### EXERCISE
Show every line in the records below that contains the word "beach".

### RAW RECORDS

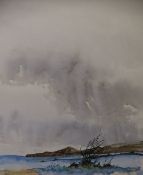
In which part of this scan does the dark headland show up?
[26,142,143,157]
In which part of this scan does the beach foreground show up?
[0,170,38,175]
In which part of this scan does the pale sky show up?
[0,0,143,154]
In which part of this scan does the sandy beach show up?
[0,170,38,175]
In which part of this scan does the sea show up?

---

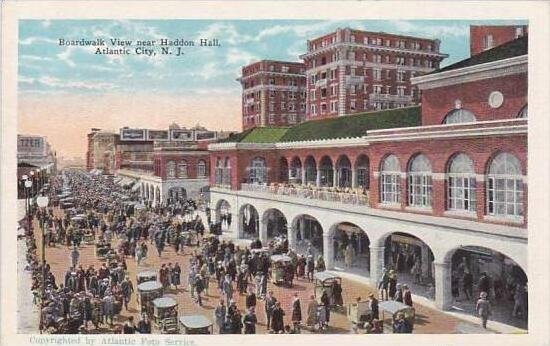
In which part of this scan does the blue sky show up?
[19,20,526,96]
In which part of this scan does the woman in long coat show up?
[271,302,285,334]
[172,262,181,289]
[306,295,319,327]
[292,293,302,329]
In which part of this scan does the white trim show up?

--

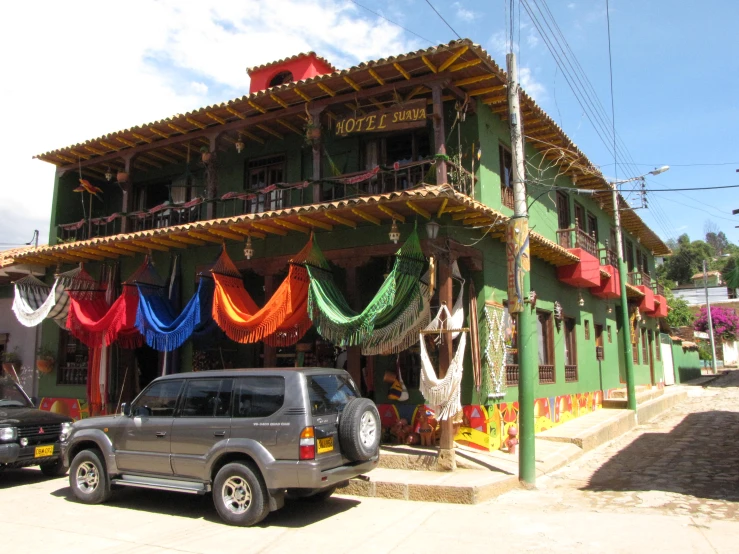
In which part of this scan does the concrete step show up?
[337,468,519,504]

### EXERCISE ANSWER
In which part of this scan does the beach foreground show up?
In which part of this scan does the sandy beach show up?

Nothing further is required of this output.